→ **ACTION ITEM**: Print each entry word for word without images.

→ **RECORDS PROVIDED**:
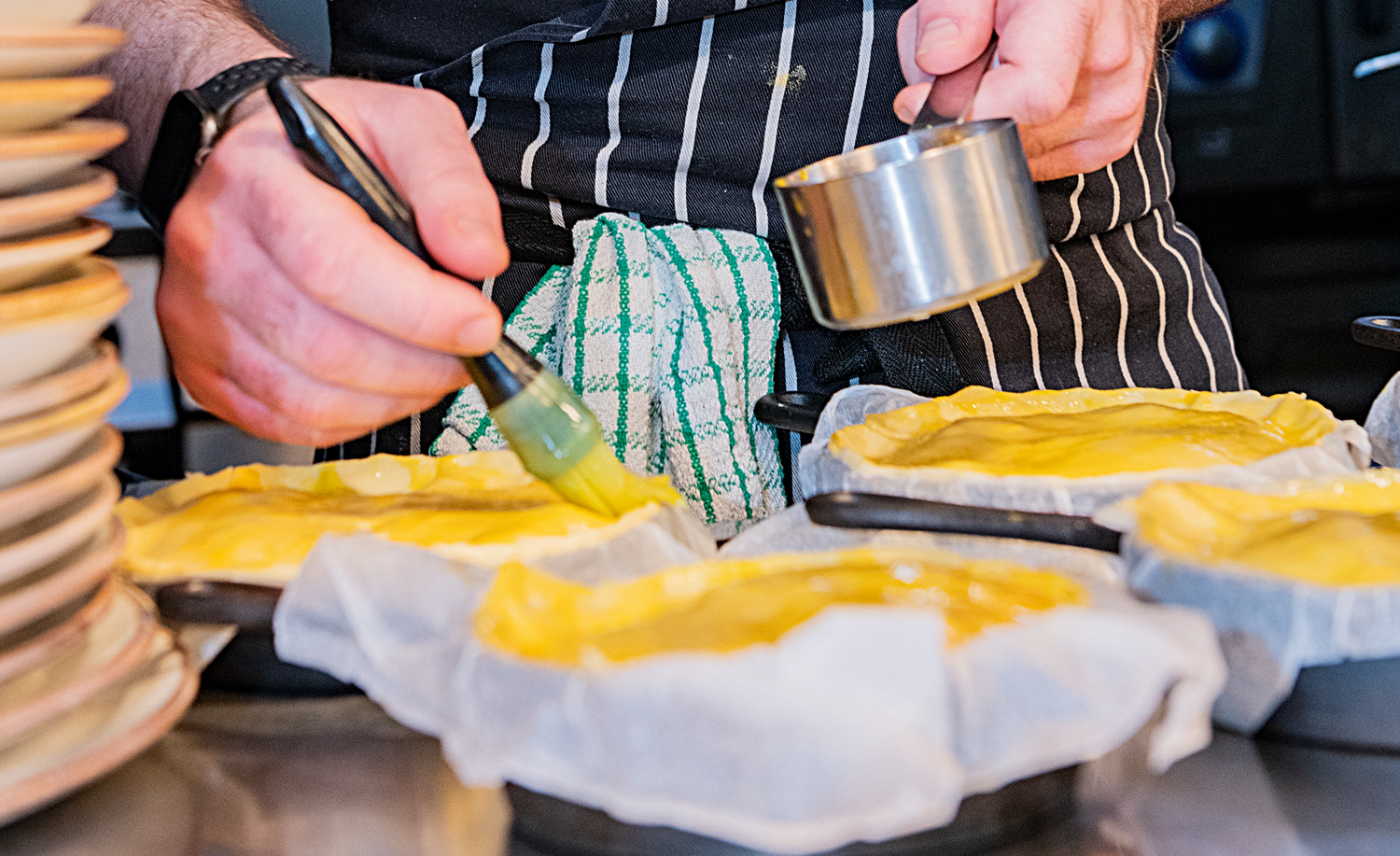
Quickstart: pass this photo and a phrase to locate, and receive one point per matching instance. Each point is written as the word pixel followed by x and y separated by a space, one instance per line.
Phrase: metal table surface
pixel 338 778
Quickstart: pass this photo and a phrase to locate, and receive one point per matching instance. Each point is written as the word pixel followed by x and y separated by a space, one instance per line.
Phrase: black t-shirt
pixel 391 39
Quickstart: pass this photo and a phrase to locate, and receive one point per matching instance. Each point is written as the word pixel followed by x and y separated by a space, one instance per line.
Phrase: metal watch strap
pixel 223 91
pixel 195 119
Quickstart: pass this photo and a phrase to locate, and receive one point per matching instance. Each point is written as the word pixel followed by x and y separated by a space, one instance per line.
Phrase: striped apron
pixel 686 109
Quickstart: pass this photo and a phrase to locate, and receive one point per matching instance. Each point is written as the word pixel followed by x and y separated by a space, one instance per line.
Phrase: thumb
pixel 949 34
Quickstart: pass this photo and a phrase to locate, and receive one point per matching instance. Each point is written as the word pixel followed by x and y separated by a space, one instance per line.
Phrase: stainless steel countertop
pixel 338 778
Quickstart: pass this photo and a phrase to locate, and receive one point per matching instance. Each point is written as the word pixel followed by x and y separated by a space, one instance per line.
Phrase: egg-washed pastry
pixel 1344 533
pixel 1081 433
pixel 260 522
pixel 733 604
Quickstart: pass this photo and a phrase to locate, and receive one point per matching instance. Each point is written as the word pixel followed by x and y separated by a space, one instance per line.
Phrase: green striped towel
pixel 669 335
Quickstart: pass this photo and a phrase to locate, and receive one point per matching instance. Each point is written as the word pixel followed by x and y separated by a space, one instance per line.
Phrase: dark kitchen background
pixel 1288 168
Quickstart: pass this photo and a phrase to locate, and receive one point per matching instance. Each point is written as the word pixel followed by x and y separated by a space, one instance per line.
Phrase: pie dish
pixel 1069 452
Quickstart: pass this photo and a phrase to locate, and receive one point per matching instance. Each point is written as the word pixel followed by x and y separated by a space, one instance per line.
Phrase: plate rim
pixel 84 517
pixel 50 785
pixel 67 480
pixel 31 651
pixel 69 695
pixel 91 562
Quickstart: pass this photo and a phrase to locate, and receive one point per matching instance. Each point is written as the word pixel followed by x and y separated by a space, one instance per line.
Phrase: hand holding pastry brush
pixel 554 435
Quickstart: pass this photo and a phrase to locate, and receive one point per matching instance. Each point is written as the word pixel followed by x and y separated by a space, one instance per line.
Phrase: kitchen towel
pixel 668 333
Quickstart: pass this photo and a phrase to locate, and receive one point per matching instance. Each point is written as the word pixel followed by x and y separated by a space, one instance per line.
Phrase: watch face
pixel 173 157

→ **RESULT FOR THIS TASK**:
Quickstart: pass this photo and a phrase to locate, and receive one point per matching instance. Each point is written as the word pixel followed by x and y separated by a space, one instance per line.
Phrase: metal table surface
pixel 338 778
Quickstart: pass this photo and a phrase to locate, and receive one point per matching instance. Each point is written as the word pixel followed by x and y separated by a space, one instance per line.
Phrase: black t-shirt
pixel 391 39
Quickstart: pass this photo and a phrase to locate, and receive one point per matching instance. Each point is written as the word pixel followed by x and y separated by a space, one instance per line.
Phrase: metal watch strap
pixel 223 91
pixel 195 119
Quickstart: pass this photo and a phrase to locate, and receive one point per matching instance. Each point is written as the word pixel followed by x and y separated by a space, one instance per line.
Phrase: striped apron
pixel 686 109
Quickstart: pass this photo and a phrase to locate, and receive one point per matching instance. Each point is written as the word pixel followed by x and y separated by a space, one instance per line.
Phrase: thumb
pixel 949 34
Quickstart: pass this photo and a phrase to locate, and receive one point per matching instance. Each point is written as the word pixel followed by x and y separated by a space, one instance per line.
Phrase: stainless steel countertop
pixel 338 778
Quickstart: pass this photo and a phrase to locate, and receive one point per matching instance. Each point is written as the word pixel followed by x and y separated by a space, one instance per line.
Phrase: egg-washed pastry
pixel 1344 533
pixel 1081 433
pixel 260 522
pixel 733 604
Quickstart: pass this photo and a phrase to locate, and receive one point per matching instance. Each point is written as the word pixel followed by x and y separated by a space, one instance per line.
Phrase: green striped towel
pixel 669 335
Quickstart: pass this photo and a phrase to locate, and receive one point per matching instance. Each point is written as the word pixel followed by x and y separated by a space, one instance per line.
Phrase: dark kitchen background
pixel 1288 168
Quickstart: pass this photo and a phrase to locate, and receive one point per matching instance. Each point is written as the word pixel followed by x and y separated by a space, one instance per line.
Phrase: pie dish
pixel 1069 452
Quickstart: pass this photo and a phrase to locate, and receive one point per matching instance. Each point is written as the word pixel followed by x and y separated by a space, one instance per line.
Phrase: plate rim
pixel 84 517
pixel 50 785
pixel 67 480
pixel 31 651
pixel 69 695
pixel 91 562
Quickstart: pass this photo and a phrase to locate, and receive one point per matching instance. Each point is written as the word pixel followed by x and y separated by a space, one instance per line.
Phrase: hand holding pastry brush
pixel 554 435
Quickstart: pass this photo and a phrase to locate, and receive one point per matching instance. Each point is written as the word pixel followed by x and y separated by a space, one instance per line.
Phrase: kitchen towel
pixel 668 333
Quickstart: pass this photo and a phrase to locate, and receive one point per matching instance. Each point is written as the word pixel followed by x and y separated by a space, one instance per line.
Phrase: watch face
pixel 173 157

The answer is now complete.